Task statement: Please print all of the records below, reproducing each line exactly but leaving out the pictures.

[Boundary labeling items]
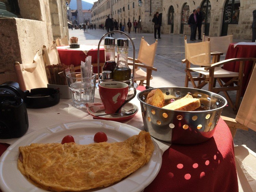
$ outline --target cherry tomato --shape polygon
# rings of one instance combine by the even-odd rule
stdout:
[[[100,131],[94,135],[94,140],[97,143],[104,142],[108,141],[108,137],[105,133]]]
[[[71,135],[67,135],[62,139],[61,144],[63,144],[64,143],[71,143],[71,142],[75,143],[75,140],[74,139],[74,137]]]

Task answer:
$ outline --target cherry tomato --shape polygon
# rings of one instance combine by the even-odd rule
stdout:
[[[100,131],[94,135],[94,140],[97,143],[104,142],[108,141],[108,137],[105,133]]]
[[[71,135],[67,135],[62,139],[61,144],[63,144],[64,143],[71,143],[71,142],[75,143],[75,140],[74,139],[74,137]]]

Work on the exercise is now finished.